— Direction —
Word for word, restate every line of the listing that follows.

──────── Working data

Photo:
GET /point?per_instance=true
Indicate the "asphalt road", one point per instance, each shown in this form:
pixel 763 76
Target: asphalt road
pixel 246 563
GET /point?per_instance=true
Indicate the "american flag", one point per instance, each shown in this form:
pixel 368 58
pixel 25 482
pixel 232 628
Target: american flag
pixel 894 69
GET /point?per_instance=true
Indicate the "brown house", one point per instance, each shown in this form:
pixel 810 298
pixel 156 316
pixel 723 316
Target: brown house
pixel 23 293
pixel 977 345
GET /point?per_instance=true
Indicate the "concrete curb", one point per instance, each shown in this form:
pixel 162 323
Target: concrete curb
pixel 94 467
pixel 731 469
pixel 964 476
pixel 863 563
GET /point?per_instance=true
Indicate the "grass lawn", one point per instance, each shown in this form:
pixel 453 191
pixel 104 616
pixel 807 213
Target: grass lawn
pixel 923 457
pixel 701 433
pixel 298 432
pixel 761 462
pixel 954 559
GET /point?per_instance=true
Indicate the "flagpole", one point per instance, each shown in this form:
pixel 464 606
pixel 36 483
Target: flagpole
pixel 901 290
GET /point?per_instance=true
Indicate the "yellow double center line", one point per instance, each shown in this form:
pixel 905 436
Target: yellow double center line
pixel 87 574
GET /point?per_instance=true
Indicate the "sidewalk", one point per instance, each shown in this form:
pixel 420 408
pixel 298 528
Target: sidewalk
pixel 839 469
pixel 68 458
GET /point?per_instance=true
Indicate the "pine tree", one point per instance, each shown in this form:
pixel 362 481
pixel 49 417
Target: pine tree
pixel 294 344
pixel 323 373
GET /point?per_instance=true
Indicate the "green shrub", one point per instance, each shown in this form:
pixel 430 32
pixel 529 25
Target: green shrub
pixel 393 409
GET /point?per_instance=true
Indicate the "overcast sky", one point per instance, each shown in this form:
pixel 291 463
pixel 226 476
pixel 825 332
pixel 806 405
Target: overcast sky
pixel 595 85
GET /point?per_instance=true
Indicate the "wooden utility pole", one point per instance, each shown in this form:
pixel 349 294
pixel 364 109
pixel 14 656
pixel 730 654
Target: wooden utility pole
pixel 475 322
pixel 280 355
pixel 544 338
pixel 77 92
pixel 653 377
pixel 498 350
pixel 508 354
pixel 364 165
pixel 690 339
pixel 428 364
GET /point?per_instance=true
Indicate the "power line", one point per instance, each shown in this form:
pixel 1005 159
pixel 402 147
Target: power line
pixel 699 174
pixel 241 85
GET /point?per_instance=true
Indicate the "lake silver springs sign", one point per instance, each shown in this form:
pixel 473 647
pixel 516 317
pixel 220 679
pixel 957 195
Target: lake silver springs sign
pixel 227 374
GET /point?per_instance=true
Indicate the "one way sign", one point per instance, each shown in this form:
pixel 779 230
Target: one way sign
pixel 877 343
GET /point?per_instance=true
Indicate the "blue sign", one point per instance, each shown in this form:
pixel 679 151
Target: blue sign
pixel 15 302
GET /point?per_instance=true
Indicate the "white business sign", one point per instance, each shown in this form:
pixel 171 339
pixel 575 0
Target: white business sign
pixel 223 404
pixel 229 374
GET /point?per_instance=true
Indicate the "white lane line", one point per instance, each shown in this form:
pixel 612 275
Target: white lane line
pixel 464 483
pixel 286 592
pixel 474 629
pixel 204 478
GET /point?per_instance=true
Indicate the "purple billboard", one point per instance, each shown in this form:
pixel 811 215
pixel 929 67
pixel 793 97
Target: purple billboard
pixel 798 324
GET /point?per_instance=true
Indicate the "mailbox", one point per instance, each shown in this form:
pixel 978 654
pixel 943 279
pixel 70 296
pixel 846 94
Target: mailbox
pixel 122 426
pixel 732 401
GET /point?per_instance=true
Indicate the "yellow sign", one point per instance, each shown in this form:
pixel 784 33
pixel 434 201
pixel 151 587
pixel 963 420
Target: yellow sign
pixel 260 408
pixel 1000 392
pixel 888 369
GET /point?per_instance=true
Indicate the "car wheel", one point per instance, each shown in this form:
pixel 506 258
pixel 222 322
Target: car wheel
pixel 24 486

────────────────

— Full output —
Photo:
GET /point?per_instance=true
Indicate the "asphalt road", one point per instance, each shown in this form:
pixel 763 76
Target: asphalt road
pixel 246 563
GET /point?per_instance=true
Indicate the "american flag", one point per instance, each shown in this form:
pixel 368 58
pixel 25 482
pixel 232 628
Target: american flag
pixel 894 69
GET /point?per_instance=true
Indicate the "brown house", one point per instance, each shown in this form:
pixel 810 298
pixel 156 316
pixel 723 316
Target: brown house
pixel 23 293
pixel 977 345
GET /point?per_instance=true
Indicate the "concrete curb", one point per instance, each shown in this form:
pixel 162 323
Target: concrete curb
pixel 94 467
pixel 731 469
pixel 964 476
pixel 863 563
GET /point?per_instance=true
Indicate the "grass lawn", one point per instance, each shown in this form:
pixel 453 191
pixel 104 616
pixel 807 213
Target: grass lawn
pixel 923 457
pixel 701 433
pixel 298 432
pixel 761 462
pixel 954 559
GET /point?per_instance=true
Indicate the "flagpole", one point per instance, each shown in this form:
pixel 464 606
pixel 36 483
Target: flagpole
pixel 901 290
GET /point?per_instance=true
Indicate the "yellow double center line", one point per instance, each shown in this form:
pixel 905 436
Target: yellow double center line
pixel 87 574
GET /point?per_instance=true
Indicate the "sidewalk", one point per instance, each shown in this form:
pixel 420 408
pixel 298 528
Target: sidewalk
pixel 839 469
pixel 68 458
GET /point?per_instance=true
Indicate the "pine tree", one point per instance, each shown in this form:
pixel 362 481
pixel 49 417
Target: pine tree
pixel 294 344
pixel 323 373
GET /point?per_instance=true
Indicate the "green shrub", one point per instance, each shown in this form:
pixel 430 32
pixel 529 25
Target: green shrub
pixel 393 409
GET /point?per_instance=true
Indicate the "overcast sky", one point per instance, each shown in this form:
pixel 291 463
pixel 226 476
pixel 825 332
pixel 806 405
Target: overcast sky
pixel 595 85
GET /point?per_instance=true
Indicate the "wooden utility pole", one point per instance, each shown in this form:
pixel 349 294
pixel 364 109
pixel 14 656
pixel 730 654
Target: wooden utility pole
pixel 475 322
pixel 280 355
pixel 544 338
pixel 77 92
pixel 653 377
pixel 498 350
pixel 508 354
pixel 364 165
pixel 690 339
pixel 428 364
GET /point?per_instance=true
Indicate the "power line", one point per instance, each shown in this form:
pixel 1005 159
pixel 402 147
Target: power line
pixel 699 174
pixel 241 85
GET /point?per_instance=true
Indicate the "lake silver springs sign", one point per instance, each shown in this form:
pixel 473 647
pixel 516 317
pixel 220 679
pixel 957 195
Target: lake silver springs sign
pixel 227 374
GET /point?per_instance=true
Indicate the "one way sign", one point per instance, each shown in this form:
pixel 779 230
Target: one way sign
pixel 877 343
GET /point?per_instance=true
Indicate the "blue sign", one point per instance, each shown in this form:
pixel 679 151
Target: blue sign
pixel 15 302
GET /point?per_instance=true
Indicate the "white business sign", one point per instance, each shown in this form:
pixel 171 339
pixel 575 0
Target: white business sign
pixel 223 404
pixel 229 374
GET /point?per_instance=true
Indicate the "white lane line", one point per instance, each shown in this form:
pixel 612 275
Target: white lane line
pixel 464 483
pixel 286 592
pixel 474 629
pixel 204 478
GET /point?per_instance=true
Indicate the "purple billboard", one point per instance, each shown in this form:
pixel 811 215
pixel 929 67
pixel 793 97
Target: purple billboard
pixel 798 324
GET /point?per_instance=true
Indicate the "mailbox", one point per instance, each shown in this form:
pixel 978 654
pixel 943 279
pixel 70 296
pixel 846 94
Target: mailbox
pixel 122 426
pixel 732 401
GET /point?per_instance=true
Indicate the "yellow sign", one point per instance, each shown in this form:
pixel 784 33
pixel 434 201
pixel 151 587
pixel 963 420
Target: yellow sign
pixel 260 408
pixel 1000 392
pixel 888 369
GET /point?per_instance=true
Indicate the "car wheel", one point per instance, each shown in this form:
pixel 506 258
pixel 222 322
Target: car wheel
pixel 24 486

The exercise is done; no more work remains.